Donald Graham Cook (born August 13, 1946) is a retired United States Air Force four-star general who served as commander, Air Education and Training Command at Randolph Air Force Base, Texas from 2001 to 2005.

Cook entered the Air Force in 1969 through the ROTC program at Michigan State University. He completed undergraduate pilot training at Williams Air Force Base, Arizona. He has commanded a flying training wing, two space wings and the 20th Air Force. He has served as Legislative Liaison in the Senate Liaison Office, on the staff of the House Armed Services Committee, and as director for expeditionary aerospace force implementation at U.S. Air Force headquarters. Prior to assuming command of Air Education and Training Command, he was assigned to Air Combat Command as vice commander. He is a command pilot and has flown more than 3,300 hours in the B-52D/G/H, T-37B and T-38A.

After retirement, Cook was elected to the board of directors of Burlington Northern Santa Fe Corporation, Crane Corporation, HawkerBeechcraft Corporation and USAA Federal Savings Bank.

Education
1969 Bachelor of Arts degree in advertising communications, Michigan State University
1975 Squadron Officer School, Maxwell AFB, Alabama
1976 Master's degree in business administration, Southern Illinois University
1982 Armed Forces Staff College, Norfolk, Virginia
1987 Air War College, Maxwell AFB, Alabama
1996 National Security Leadership Course, Maxwell School of Citizenship and Public Affairs, Syracuse University, and School of Advanced International Studies, Johns Hopkins University

Assignments
December 1969 – December 1970, student, undergraduate pilot training, Williams AFB, Arizona
January 1971 – April 1972, T-37 instructor pilot, Webb AFB, Texas
April 1972 – March 1974, T-37 instructor pilot, Moody AFB, Georgia
March 1974 – June 1974, B-52 training, Castle AFB, California
June 1974 – June 1978, aircraft commander and instructor pilot, 2nd Bomb Squadron, later, Chief of Mission Development and Chief of Training Flight, 22nd Bomb Wing, March AFB, California
June 1978 – August 1981, resource manager, chief of special actions division, and assistant for colonel assignments, Headquarters Air Force Military Personnel Center, Randolph AFB, Texas
January 1982 – March 1984, chief of Program Evaluation Division, Deputy Chief of Staff for Plans and Programs, Headquarters Strategic Air Command, Offutt AFB, Nebraska
October 1984 – June 1986, commander, 325th Bomb Squadron, Fairchild AFB, Washington
July 1986 – June 1987, student, Air War College, Maxwell AFB, Alabama
August 1987 – November 1987, chief of Special Activities Division, Headquarters U.S. Air Force Programs and Resources, Washington, D.C.

WORK TO COMPLETE
Extend the biography of General Donald Graham Cook, picking up after its last listed assignment.

[Extracted records]
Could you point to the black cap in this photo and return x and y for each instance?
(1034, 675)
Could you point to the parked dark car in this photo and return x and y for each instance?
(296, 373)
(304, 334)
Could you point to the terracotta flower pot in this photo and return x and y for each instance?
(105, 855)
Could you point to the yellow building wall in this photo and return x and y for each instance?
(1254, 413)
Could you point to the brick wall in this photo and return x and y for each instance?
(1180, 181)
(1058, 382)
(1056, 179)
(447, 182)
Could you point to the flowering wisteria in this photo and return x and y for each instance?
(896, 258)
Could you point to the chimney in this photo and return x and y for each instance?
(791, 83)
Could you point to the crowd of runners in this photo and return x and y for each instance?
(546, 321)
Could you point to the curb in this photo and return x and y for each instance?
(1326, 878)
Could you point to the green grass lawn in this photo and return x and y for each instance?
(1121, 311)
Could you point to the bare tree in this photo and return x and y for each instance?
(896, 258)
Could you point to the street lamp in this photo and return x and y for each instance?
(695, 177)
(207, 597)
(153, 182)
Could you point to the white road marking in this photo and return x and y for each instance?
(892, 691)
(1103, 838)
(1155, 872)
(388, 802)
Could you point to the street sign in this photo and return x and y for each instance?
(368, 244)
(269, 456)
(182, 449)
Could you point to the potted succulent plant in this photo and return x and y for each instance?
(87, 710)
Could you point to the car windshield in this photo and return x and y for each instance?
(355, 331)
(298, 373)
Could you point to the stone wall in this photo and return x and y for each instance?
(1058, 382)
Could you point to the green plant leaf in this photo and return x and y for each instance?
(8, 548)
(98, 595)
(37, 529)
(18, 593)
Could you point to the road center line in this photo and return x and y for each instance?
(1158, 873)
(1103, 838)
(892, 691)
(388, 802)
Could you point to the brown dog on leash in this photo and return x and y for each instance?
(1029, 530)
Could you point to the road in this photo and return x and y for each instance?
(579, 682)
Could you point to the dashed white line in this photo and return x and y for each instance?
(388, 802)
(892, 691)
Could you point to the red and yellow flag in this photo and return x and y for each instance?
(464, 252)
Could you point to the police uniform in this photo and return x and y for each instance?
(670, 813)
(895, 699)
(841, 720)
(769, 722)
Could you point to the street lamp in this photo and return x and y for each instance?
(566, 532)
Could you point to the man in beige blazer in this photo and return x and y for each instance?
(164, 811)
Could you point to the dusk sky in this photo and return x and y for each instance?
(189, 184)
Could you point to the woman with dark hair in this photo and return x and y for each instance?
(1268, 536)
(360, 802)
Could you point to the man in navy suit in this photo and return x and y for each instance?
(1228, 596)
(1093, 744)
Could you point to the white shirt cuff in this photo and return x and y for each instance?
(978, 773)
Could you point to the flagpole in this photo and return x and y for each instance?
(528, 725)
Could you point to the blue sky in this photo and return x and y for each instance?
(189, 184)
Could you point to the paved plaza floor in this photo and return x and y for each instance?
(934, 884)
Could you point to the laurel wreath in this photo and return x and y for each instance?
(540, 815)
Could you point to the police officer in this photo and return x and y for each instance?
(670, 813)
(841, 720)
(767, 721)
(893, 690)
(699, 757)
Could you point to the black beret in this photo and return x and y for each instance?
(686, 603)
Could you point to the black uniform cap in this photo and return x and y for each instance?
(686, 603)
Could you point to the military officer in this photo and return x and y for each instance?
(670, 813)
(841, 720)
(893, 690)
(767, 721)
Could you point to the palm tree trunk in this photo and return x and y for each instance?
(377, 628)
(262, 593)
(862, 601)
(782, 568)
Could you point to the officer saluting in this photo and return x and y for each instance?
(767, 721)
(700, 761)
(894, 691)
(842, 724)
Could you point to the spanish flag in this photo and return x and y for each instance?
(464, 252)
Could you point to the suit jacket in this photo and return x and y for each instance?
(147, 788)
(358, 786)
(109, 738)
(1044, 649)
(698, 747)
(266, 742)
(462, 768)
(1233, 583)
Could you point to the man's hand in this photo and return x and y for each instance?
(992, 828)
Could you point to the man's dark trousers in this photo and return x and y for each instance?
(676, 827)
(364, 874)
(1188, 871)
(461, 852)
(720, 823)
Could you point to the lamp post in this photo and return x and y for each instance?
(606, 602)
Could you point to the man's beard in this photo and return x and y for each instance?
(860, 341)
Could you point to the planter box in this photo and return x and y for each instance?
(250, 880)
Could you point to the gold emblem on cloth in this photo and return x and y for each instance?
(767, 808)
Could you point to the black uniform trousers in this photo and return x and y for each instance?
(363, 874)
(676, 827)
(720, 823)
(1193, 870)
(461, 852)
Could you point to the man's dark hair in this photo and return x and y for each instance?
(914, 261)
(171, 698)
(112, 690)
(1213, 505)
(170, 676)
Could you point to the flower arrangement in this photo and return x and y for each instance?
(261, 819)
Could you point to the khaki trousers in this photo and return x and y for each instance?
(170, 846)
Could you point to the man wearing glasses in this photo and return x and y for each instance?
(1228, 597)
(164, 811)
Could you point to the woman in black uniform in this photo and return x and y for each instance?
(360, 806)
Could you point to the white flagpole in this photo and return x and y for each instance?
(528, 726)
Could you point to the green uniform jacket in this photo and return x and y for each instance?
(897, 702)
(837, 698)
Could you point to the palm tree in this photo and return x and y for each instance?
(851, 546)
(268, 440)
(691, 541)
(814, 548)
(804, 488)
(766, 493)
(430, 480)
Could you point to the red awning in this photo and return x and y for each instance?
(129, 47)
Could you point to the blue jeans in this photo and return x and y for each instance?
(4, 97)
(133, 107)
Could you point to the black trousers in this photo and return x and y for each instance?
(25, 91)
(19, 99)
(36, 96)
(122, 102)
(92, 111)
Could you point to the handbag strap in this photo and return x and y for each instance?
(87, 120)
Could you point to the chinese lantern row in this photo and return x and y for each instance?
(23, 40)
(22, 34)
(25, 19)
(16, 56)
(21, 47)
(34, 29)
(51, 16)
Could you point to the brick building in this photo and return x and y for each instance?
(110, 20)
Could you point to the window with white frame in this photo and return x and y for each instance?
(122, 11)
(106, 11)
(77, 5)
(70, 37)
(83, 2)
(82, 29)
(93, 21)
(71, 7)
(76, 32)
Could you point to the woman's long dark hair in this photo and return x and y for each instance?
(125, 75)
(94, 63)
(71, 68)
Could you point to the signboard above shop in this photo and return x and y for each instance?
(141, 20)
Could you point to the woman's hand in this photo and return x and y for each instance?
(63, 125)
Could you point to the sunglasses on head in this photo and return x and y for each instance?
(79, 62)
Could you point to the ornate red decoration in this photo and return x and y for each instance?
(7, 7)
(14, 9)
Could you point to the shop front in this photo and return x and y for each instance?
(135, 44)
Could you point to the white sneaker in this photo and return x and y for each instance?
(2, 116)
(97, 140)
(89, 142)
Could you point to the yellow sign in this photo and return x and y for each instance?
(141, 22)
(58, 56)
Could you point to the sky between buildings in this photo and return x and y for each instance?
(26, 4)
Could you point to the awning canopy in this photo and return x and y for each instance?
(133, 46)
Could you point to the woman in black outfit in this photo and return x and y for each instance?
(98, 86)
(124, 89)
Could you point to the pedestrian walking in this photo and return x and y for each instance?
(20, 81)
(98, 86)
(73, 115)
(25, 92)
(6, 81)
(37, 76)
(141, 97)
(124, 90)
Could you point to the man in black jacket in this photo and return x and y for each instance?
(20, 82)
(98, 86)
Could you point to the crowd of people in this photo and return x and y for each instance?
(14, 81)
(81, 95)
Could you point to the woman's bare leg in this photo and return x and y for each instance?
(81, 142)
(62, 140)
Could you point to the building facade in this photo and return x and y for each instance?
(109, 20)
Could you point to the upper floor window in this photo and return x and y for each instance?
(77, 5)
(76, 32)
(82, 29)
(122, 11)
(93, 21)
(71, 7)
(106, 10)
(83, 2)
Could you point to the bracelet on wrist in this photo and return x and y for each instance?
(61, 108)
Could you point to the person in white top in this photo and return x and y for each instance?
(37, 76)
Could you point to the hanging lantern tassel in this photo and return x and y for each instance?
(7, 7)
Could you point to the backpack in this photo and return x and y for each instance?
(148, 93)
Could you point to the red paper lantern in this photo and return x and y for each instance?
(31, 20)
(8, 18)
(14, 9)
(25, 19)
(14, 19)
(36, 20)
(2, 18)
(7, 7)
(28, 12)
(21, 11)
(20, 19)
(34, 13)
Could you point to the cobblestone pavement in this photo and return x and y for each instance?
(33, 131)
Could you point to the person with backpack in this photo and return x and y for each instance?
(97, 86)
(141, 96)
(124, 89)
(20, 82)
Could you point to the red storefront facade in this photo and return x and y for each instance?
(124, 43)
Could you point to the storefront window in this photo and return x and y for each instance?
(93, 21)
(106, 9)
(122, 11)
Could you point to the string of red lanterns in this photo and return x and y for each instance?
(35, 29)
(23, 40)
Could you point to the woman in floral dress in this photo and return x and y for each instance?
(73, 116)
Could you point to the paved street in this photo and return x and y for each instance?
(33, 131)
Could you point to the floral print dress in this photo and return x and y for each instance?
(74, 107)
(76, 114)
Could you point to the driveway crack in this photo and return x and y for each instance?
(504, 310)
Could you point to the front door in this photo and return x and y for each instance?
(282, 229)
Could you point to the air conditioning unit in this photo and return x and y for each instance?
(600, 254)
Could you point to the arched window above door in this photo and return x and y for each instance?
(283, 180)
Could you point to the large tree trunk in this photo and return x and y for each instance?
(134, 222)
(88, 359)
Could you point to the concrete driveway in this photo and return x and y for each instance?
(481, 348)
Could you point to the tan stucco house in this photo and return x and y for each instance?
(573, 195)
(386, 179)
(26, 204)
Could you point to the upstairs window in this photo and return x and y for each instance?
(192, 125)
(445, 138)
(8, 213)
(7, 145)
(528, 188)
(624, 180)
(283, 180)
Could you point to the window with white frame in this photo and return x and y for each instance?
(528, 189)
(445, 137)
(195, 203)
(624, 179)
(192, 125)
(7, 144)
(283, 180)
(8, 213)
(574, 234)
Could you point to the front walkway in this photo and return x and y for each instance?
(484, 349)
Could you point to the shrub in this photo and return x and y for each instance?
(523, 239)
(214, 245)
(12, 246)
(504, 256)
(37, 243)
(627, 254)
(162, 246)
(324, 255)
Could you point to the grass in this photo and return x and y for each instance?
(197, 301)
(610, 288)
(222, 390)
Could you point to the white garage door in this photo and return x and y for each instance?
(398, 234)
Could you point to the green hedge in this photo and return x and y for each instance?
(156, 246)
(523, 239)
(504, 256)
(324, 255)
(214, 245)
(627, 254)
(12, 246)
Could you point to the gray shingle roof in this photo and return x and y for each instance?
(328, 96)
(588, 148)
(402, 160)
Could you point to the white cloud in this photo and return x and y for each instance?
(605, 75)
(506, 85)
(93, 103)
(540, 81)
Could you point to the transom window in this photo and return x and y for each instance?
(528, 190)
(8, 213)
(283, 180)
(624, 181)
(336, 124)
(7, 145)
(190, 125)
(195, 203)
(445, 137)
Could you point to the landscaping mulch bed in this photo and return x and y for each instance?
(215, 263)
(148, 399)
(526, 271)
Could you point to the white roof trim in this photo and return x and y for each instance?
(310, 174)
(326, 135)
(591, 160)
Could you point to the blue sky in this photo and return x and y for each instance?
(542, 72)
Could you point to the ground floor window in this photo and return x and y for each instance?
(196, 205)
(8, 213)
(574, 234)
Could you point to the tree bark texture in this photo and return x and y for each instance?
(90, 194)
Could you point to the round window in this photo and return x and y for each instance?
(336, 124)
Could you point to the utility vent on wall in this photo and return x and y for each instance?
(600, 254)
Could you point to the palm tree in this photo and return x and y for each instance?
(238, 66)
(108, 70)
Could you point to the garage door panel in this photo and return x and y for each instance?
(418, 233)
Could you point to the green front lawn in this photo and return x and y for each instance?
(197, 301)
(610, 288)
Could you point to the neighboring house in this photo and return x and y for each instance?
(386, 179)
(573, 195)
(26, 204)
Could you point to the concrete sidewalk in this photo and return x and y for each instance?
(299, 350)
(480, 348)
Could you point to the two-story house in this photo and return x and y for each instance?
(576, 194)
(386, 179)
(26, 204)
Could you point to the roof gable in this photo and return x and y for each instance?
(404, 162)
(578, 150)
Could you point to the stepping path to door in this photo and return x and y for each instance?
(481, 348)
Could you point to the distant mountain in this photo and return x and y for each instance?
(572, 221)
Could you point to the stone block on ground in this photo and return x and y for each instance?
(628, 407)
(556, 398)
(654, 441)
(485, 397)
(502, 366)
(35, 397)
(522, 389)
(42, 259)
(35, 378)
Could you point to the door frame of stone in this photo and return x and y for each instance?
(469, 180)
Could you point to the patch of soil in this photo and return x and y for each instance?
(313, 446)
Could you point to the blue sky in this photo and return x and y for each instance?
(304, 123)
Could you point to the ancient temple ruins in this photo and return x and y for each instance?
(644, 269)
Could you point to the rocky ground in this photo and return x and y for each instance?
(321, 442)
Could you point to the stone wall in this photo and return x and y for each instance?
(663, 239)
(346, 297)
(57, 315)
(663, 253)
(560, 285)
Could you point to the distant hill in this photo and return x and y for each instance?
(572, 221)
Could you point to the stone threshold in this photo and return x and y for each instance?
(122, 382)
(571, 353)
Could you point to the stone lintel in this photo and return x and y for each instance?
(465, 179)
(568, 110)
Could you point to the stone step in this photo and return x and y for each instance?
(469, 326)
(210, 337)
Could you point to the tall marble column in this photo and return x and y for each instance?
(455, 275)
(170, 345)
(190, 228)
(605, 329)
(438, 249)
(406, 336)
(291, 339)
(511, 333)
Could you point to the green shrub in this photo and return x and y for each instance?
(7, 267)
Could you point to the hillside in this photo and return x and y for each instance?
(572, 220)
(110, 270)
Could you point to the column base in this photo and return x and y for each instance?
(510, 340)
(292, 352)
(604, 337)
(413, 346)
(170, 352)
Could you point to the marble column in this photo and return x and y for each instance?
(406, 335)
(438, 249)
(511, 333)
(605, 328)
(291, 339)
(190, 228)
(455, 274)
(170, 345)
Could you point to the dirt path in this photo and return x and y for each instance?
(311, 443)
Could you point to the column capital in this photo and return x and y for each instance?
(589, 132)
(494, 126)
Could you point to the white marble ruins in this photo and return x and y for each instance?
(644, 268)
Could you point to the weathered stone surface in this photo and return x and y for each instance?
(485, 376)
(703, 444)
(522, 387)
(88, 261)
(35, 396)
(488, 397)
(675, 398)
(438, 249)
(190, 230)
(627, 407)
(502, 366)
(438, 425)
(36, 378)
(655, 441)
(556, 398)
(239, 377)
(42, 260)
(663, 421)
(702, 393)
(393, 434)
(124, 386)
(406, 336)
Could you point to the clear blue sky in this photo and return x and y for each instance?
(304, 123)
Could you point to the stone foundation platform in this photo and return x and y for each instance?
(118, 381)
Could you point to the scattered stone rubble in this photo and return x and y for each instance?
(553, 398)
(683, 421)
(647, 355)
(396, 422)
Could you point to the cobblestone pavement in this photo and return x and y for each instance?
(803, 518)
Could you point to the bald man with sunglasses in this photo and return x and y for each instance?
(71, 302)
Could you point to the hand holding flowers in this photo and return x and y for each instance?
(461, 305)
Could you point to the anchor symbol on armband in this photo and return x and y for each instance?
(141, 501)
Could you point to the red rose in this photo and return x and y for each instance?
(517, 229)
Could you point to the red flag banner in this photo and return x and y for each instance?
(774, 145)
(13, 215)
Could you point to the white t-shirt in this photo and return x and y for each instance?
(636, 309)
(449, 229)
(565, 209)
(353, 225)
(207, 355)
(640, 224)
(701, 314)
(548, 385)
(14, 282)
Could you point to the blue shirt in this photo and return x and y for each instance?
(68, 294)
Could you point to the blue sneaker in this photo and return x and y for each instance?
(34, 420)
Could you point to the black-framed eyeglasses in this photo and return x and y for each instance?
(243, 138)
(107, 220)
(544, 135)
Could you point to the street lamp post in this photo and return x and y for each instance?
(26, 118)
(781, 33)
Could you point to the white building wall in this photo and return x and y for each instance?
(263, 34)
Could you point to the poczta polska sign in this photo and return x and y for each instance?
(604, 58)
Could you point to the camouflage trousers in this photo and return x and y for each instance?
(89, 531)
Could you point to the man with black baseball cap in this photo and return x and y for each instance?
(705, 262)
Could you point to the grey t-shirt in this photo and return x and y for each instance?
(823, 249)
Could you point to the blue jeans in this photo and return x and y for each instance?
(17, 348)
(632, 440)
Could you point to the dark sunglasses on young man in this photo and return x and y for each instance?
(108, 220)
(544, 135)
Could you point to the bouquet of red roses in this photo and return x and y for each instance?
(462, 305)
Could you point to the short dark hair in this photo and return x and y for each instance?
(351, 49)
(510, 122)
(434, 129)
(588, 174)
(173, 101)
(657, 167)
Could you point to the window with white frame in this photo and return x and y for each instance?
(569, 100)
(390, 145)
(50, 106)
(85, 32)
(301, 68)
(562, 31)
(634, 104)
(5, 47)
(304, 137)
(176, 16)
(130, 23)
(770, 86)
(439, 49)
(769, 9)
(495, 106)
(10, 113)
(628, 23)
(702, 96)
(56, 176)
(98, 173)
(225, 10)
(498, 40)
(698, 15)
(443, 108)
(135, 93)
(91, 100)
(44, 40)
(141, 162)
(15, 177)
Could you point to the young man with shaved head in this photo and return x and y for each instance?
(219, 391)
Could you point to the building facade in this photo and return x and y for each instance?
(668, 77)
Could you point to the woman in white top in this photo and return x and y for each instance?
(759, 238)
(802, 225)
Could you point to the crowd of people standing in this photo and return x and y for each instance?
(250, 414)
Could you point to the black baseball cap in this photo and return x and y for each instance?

FINAL ANSWER
November 1987 – November 1988, Air Force representative to the House Armed Services Committee, Washington, D.C.
November 1988 – July 1989, deputy commander for operations, 7th Bombardment Wing, Carswell AFB, Texas
July 1989 – June 1990, vice commander, 7th Bombardment Wing, Carswell AFB, Texas
June 1990 – July 1991, commander, 3415th Air Base Group, Lowry AFB, Colorado
July 1991 – July 1992, commander, 47th Flying Training Wing, Laughlin AFB, Texas
August 1992 – August 1993, chief of Senate Liaison Office, Office of the Secretary of the Air Force for Legislative Liaison, Washington, D.C.
August 1993 – January 1995, commander, 21st Space Wing, Peterson AFB, Colorado
January 1995 – August 1995, commander, 45th Space Wing, Patrick AFB, Florida
August 1995 – June 1996, director of operations, Headquarters Air Force Space Command, Peterson AFB, Colorado
June 1996 – September 1998, commander, 20th Air Force, Francis E. Warren AFB, Wyoming
September 1998 – July 1999, director for expeditionary aerospace force implementation, Deputy Chief of Staff for Air and Space Operations, Headquarters U.S. Air Force, Washington, D.C.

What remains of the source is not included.